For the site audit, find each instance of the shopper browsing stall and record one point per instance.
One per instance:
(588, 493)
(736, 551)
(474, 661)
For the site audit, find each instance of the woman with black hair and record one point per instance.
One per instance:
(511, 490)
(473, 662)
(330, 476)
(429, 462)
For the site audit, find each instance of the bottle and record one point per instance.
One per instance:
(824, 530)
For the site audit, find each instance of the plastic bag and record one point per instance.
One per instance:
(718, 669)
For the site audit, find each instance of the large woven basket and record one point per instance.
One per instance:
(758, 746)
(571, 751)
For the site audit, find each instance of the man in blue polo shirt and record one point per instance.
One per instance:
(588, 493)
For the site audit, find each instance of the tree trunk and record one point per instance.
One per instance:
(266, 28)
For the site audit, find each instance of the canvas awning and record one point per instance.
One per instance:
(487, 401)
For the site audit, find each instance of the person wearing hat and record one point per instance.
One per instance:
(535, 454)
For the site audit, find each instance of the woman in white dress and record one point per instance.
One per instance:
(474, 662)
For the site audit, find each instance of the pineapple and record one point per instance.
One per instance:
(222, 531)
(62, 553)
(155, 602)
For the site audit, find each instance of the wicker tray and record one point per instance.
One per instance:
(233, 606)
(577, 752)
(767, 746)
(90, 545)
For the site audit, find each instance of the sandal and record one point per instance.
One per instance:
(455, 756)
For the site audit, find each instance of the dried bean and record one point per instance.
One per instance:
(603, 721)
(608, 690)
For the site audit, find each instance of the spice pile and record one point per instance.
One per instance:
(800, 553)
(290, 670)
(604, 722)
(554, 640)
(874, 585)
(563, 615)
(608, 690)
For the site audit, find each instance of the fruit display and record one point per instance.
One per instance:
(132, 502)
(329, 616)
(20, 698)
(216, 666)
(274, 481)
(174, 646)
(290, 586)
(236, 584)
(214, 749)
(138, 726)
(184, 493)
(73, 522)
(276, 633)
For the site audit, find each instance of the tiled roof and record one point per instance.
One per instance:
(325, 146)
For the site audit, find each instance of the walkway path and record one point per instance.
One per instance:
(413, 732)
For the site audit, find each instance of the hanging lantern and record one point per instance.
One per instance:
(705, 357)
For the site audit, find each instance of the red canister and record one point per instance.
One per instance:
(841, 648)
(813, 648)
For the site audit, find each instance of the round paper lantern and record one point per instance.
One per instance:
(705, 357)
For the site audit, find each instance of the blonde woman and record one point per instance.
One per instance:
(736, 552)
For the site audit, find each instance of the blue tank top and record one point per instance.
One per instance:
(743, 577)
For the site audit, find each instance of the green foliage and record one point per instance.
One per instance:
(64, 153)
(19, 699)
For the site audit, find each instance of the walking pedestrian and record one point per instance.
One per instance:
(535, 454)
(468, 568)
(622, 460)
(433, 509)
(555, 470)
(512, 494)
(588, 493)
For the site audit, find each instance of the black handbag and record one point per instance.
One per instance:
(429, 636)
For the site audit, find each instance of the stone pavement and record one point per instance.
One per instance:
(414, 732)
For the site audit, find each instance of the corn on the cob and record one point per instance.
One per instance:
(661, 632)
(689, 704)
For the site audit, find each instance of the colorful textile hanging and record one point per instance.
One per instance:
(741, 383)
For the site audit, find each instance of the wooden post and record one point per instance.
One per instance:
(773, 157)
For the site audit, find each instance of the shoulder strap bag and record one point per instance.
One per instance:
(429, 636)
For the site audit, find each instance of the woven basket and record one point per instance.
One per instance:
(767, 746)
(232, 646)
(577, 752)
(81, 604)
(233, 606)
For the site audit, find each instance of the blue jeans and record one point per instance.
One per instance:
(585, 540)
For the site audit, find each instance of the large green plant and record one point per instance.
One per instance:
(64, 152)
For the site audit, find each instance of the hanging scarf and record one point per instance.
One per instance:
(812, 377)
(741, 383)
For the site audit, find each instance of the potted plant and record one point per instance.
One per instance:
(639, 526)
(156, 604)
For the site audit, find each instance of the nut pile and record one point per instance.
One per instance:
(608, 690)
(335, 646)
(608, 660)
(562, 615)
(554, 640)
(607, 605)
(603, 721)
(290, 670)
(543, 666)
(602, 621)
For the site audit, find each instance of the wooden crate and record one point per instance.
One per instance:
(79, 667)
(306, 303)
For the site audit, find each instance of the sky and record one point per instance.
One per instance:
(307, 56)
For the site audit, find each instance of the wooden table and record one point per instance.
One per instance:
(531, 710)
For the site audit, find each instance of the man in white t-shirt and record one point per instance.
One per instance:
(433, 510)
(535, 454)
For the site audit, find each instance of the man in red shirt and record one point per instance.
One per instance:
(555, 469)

********

→ **Exercise requirements**: Answer with a number only: how many lines above include the word "green"?

→ **Task result**: 2